• [Problem to work on] Please copy the records below, replacing "textured glass tumbler" with "ribbed glass tumbler" and changing nothing else. Omit the pictures from your copy.

• [Given entries]
※
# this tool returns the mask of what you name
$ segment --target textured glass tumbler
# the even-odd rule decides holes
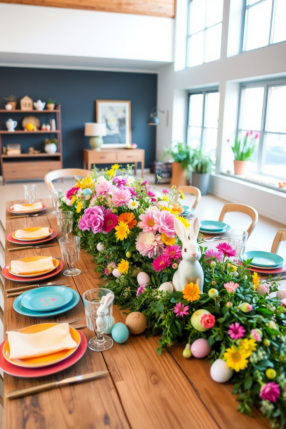
[[[104,351],[113,345],[112,339],[104,335],[103,332],[112,320],[114,299],[113,292],[103,287],[87,290],[82,296],[87,327],[96,334],[87,344],[94,351]]]
[[[67,262],[69,268],[63,274],[71,277],[80,274],[81,270],[74,268],[73,264],[79,259],[81,239],[76,236],[65,236],[59,240],[63,261]]]
[[[31,204],[36,199],[36,191],[37,185],[35,184],[23,185],[25,193],[25,199]]]
[[[50,196],[51,204],[55,209],[55,210],[53,210],[51,213],[52,214],[55,214],[56,213],[60,211],[59,207],[60,204],[60,200],[62,196],[62,190],[55,189],[54,190],[54,189],[50,189],[48,193]]]
[[[243,255],[245,249],[245,245],[247,241],[248,233],[242,230],[229,230],[227,232],[229,244],[235,251],[235,256],[233,258],[234,262],[237,262],[238,257]]]
[[[73,212],[58,211],[56,215],[59,232],[67,236],[72,231]]]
※
• [Worked solution]
# this tool returns the mask of what you name
$ segment --target ribbed glass tumbler
# the even-odd rule decides holes
[[[104,351],[113,345],[112,339],[104,335],[103,332],[112,320],[114,299],[113,292],[103,287],[87,290],[82,296],[87,327],[96,334],[87,344],[94,351]]]
[[[67,262],[69,268],[63,274],[71,277],[80,274],[81,270],[74,268],[73,264],[79,259],[81,239],[76,236],[65,236],[59,240],[63,261]]]
[[[31,204],[36,199],[36,191],[37,185],[35,184],[23,185],[25,193],[25,199]]]
[[[50,196],[51,204],[55,209],[55,210],[53,210],[51,213],[52,214],[55,214],[56,213],[60,211],[59,207],[60,204],[60,200],[62,196],[62,190],[55,189],[54,190],[54,189],[50,189],[48,193]]]
[[[243,255],[245,249],[245,245],[247,241],[248,233],[242,230],[229,230],[227,232],[229,244],[235,251],[235,256],[233,258],[234,262],[237,262],[238,257]]]
[[[73,212],[58,211],[56,215],[59,232],[67,236],[72,231]]]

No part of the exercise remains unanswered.